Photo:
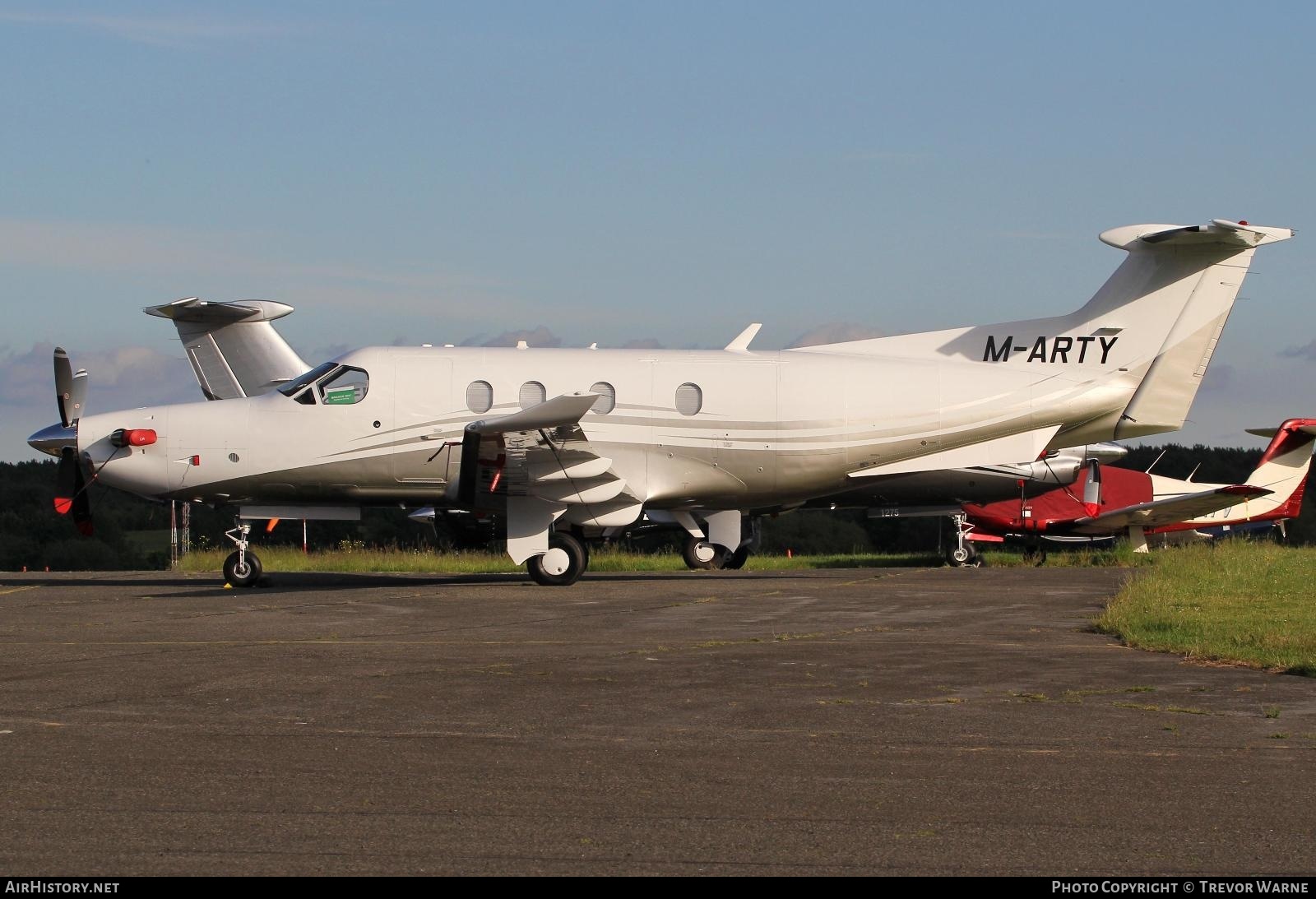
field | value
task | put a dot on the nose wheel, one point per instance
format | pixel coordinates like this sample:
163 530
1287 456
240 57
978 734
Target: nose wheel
701 554
241 569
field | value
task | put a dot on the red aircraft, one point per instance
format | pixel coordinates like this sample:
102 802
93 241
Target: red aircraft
1105 502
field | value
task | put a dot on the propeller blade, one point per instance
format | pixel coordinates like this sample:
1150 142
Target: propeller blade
82 506
66 480
72 493
70 388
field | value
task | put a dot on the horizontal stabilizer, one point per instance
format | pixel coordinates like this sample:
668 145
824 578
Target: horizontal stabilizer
741 342
1028 445
1221 232
1173 510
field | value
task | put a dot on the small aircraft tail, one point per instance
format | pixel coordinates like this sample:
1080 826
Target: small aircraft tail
1285 465
234 348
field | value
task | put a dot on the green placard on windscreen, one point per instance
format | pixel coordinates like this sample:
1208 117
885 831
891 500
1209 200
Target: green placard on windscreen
340 396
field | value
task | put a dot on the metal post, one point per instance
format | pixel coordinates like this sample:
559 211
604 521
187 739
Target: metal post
173 535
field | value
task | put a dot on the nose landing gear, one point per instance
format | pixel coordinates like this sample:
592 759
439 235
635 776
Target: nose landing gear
962 554
241 569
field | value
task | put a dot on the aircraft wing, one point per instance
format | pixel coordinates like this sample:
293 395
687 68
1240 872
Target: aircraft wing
561 411
537 466
1026 445
1168 511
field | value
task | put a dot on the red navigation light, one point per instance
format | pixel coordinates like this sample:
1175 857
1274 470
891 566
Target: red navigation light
132 438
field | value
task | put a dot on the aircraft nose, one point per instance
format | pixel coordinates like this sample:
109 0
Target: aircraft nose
53 440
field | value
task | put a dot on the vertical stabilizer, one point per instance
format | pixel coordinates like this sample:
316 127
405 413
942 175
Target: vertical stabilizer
234 346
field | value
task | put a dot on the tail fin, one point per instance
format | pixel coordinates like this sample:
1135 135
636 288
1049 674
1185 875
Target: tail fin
1285 464
234 348
1147 336
1179 285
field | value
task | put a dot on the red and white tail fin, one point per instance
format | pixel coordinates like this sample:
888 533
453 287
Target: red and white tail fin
1285 464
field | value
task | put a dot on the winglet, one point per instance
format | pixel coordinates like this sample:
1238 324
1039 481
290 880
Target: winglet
741 342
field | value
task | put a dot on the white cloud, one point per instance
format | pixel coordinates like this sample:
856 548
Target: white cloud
158 30
1307 352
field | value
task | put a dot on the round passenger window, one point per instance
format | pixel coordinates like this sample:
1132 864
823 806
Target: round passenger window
607 401
690 399
480 396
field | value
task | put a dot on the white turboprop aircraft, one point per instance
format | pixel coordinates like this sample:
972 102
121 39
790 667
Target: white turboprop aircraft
568 444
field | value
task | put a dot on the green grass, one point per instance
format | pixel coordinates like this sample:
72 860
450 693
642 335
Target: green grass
1076 556
1235 602
285 558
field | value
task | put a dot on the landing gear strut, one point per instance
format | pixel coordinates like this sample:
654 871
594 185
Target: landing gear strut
962 554
563 565
241 569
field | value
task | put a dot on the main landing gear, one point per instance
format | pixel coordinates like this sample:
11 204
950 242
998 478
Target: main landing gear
241 569
563 565
703 556
962 554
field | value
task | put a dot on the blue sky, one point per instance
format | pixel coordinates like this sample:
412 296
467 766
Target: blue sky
438 173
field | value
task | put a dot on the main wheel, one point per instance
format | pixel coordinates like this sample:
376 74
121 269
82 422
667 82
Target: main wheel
243 576
964 557
701 554
736 561
563 565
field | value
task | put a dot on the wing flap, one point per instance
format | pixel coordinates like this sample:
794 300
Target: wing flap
1026 445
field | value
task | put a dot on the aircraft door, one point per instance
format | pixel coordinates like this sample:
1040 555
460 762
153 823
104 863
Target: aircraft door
424 427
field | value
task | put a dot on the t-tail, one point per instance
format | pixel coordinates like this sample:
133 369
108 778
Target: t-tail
234 346
1148 335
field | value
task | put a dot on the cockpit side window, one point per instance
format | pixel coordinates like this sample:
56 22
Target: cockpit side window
346 387
304 381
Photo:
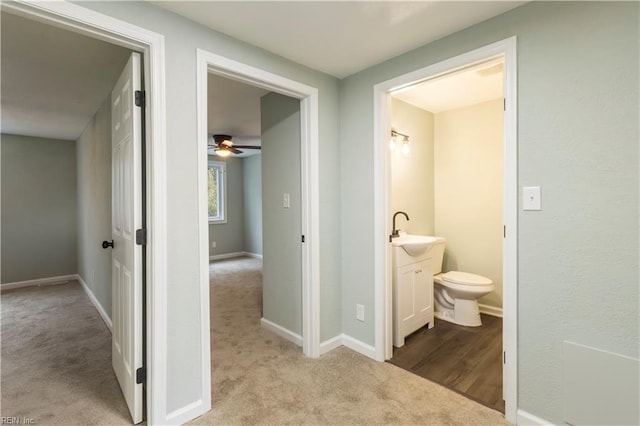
++++++++++
◆ What you will do
Show every line of the records that contains the string "tail", matching case exactly.

◆ Result of the task
task | put a dot on the small aircraft tail, one point per instance
Target: small aircraft tail
task | put a dot on the tail fin, one point per instance
Target: tail fin
task | put a dot on the red and white tail fin, one point per instance
Target: red and white tail fin
task | put a dot on the t-tail, one point per instance
Target: t-tail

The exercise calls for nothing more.